▶ STATED GOAL
Copy out the items with every "one point per line" changed to "one point on each line", and leave everything else as it is.

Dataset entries
------------

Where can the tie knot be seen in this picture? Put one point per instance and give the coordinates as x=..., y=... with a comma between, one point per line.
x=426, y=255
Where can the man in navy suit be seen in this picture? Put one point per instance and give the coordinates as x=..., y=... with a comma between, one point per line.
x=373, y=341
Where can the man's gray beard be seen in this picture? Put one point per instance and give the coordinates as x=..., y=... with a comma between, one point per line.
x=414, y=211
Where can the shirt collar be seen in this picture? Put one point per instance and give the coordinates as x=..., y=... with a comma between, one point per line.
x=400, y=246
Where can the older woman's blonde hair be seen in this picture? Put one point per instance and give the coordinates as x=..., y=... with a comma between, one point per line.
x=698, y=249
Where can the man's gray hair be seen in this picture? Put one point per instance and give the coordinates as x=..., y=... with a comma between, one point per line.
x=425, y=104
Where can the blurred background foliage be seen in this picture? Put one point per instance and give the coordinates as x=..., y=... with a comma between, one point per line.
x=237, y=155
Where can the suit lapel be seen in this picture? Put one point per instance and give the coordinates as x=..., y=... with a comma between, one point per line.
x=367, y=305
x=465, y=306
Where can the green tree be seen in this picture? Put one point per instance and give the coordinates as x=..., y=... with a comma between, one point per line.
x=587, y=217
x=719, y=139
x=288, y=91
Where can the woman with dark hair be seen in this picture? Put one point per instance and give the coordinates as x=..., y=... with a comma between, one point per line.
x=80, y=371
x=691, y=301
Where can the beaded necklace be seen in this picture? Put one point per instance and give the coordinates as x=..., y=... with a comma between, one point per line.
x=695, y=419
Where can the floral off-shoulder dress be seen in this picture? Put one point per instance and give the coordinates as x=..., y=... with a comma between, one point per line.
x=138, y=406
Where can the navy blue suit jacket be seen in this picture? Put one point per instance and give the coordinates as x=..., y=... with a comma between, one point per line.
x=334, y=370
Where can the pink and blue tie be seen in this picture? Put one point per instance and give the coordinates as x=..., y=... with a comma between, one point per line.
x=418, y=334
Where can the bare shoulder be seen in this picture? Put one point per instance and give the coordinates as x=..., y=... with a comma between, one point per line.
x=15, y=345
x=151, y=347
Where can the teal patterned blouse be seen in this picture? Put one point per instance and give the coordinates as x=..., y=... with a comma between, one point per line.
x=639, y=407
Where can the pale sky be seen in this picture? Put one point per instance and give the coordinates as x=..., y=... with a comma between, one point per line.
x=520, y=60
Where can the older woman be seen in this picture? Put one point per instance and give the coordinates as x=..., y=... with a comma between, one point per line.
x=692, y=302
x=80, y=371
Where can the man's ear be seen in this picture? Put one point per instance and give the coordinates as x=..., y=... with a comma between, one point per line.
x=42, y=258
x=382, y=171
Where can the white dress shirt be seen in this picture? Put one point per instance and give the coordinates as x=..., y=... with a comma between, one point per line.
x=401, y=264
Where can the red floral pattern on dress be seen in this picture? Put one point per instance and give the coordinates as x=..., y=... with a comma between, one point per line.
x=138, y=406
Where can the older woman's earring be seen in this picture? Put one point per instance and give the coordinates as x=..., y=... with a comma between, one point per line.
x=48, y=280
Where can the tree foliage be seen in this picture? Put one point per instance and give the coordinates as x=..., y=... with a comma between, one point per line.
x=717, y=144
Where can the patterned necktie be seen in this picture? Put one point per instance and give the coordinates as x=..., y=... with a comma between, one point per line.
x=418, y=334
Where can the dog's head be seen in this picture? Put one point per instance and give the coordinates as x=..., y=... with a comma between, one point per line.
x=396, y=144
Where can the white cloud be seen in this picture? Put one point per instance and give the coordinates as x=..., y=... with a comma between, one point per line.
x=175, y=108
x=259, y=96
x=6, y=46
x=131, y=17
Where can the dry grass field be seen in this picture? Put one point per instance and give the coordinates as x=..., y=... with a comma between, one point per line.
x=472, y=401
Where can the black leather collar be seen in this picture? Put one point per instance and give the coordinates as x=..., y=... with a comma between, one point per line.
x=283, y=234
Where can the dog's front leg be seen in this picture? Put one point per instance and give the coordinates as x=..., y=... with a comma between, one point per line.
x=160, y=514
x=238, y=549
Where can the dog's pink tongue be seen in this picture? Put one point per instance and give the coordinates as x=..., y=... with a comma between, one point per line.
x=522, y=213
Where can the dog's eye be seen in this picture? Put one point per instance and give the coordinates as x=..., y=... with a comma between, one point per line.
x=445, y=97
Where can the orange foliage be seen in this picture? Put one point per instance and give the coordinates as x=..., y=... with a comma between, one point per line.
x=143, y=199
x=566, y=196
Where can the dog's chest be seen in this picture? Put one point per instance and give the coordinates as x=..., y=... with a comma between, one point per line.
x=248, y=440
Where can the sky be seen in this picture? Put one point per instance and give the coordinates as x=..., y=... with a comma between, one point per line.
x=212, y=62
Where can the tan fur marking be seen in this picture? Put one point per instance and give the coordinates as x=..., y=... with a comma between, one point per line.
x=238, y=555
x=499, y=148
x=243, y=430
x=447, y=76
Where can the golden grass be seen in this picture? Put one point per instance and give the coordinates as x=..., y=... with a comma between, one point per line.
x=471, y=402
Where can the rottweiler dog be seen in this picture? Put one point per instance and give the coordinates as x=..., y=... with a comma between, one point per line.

------------

▶ FINISHED EXERCISE
Where can the tie knot be seen in this picture? Put one point per instance and give the coordinates as x=..., y=... with a comma between, one point on each line.
x=426, y=255
Where can the man in navy suit be seen in this picture? Put one point per instance and give the coordinates as x=..., y=... with a comma between, one point on each line.
x=373, y=341
Where can the man's gray beard be seen in this picture? Put one point per instance and give the coordinates as x=..., y=... with a comma between, one point on each line.
x=414, y=211
Where can the shirt collar be seen in this picture? Put one point per instance and give the coordinates as x=..., y=... with a comma between, one point on each line.
x=400, y=246
Where can the older woman's blonde hair be seen in this picture? Put one point per instance and give the coordinates as x=..., y=... with a comma between, one point on each line.
x=698, y=249
Where can the man's gray hair be seen in this picture? Put one point per instance and give the coordinates as x=..., y=... with a comma between, one point on each line.
x=425, y=104
Where can the blurred background foliage be seen in this picture? Put one point per instance and give the coordinates as x=..., y=... with a comma between, one point on each line.
x=237, y=155
Where can the suit lapel be seen in this picture? Put one point per instance and give the coordinates as x=..., y=... with a comma between, one point on each line.
x=367, y=305
x=465, y=306
Where can the green tree be seen in this picture? Put one point per instance and give the coordinates as x=..., y=... with a comma between, one point on each line.
x=587, y=217
x=719, y=139
x=288, y=91
Where can the woman with dark hair be seen in this picture? Put one point per instance and give the coordinates as x=..., y=... with a comma between, one point on each line.
x=80, y=371
x=691, y=301
Where can the beaded necklace be seen in this picture? Put one point per instance and give the coordinates as x=..., y=... with a comma between, one point on each line.
x=695, y=419
Where can the floral off-shoulder dress be seen in this picture? Put one point per instance and give the coordinates as x=..., y=... with a comma between, one point on each line.
x=138, y=406
Where can the navy blue suit jacket be seen in this picture? Put one point per instance and give the coordinates as x=..., y=... with a comma between, one point on each line.
x=334, y=370
Where can the pink and blue tie be seen in this picture? Put one point per instance and give the coordinates as x=..., y=... with a comma between, one point on each line.
x=418, y=334
Where can the bare shoulder be seen in this picture? Put one point per instance and give the coordinates as x=..., y=... with a comma between, one point on each line.
x=15, y=345
x=151, y=347
Where can the teal patterned blouse be seen in this picture? Put one point per instance and give the coordinates as x=..., y=... with a comma between, one point on each line.
x=639, y=407
Where can the pale sky be seen in this picture? Put one point per instance and give the coordinates as x=..., y=... with a comma between, one point on each line.
x=520, y=60
Where can the older woman be seen in this picture? Put one point per instance and give the coordinates as x=..., y=... with a comma between, one point on each line.
x=692, y=302
x=80, y=371
Where can the man's ear be seen in this picture? Put one point per instance and give the coordinates as x=..., y=... with a comma between, one point on each line.
x=42, y=258
x=382, y=171
Where can the white dress shirt be seen in this picture? Put one point per instance and give the coordinates as x=..., y=... with a comma between, one point on each line.
x=401, y=264
Where can the red floral pattern on dress be seen in this picture? Put one point per instance and give the coordinates as x=..., y=... with a comma between, one point on each line.
x=138, y=406
Where can the older woman's earring be seen in this picture? Put one point per instance and give the coordinates as x=..., y=... with a comma between, one point on each line.
x=48, y=280
Where can the tree foliage be seen in this picture? Put one point per instance and give the coordinates as x=..., y=... with a comma between, one point on each line.
x=717, y=144
Where can the patterned necktie be seen in this picture? Put one point per instance and give the coordinates as x=..., y=... with a comma between, one point on each line.
x=418, y=334
Where can the dog's head be seen in this picture? Put one point per instance and give the coordinates as x=..., y=... with a comma between, one point on each line.
x=396, y=144
Where can the white cloud be seen in this picture? Put one point per instance and give the coordinates as x=..., y=... with a comma between, one point on each line.
x=175, y=108
x=259, y=96
x=6, y=46
x=131, y=17
Where can the dry grass field be seen in this picture? Put one point per instance and give the coordinates as x=..., y=... with a comma between, one point on each line.
x=472, y=401
Where can the black leather collar be seen in this picture? Put one point per instance and give the coordinates as x=..., y=... with a comma between, one point on each line.
x=283, y=234
Where can the dog's front leg be seen in this picture? Put one point per instance and give the coordinates as x=..., y=... with a comma between, one point on each line.
x=160, y=514
x=238, y=549
Where can the dog's pink tongue be seen in this picture? Put one point per instance and give the coordinates as x=..., y=... with a comma between, one point on each line.
x=522, y=213
Where can the dog's eye be seen in this picture? Put one point per instance and give the coordinates as x=..., y=... with a comma between, one point on each line.
x=445, y=97
Where can the orange foliage be seen in this picture? Put one point per instance and give the coordinates as x=..., y=... with a comma between, one point on each line.
x=143, y=199
x=566, y=196
Where can the dog's chest be seen in this picture? Put one point per instance and give the coordinates as x=..., y=... with a comma between, one point on each line.
x=248, y=440
Where can the sky be seen in this picture? Put one point per instance and give the coordinates as x=..., y=... with a comma between, one point on each line.
x=212, y=62
Where can the tan fur marking be seen in this picture? Put one point per instance and give the coordinates as x=..., y=... with a comma between, one point on each line.
x=238, y=555
x=499, y=148
x=243, y=430
x=447, y=76
Where can the golden grass be seen in this picture? Put one point per instance and give the coordinates as x=..., y=... with a comma between, one point on each line.
x=471, y=402
Where can the rottweiler dog be seen in this picture? Put one point per instance and give the coordinates as x=..., y=... with a comma between, one point on each line.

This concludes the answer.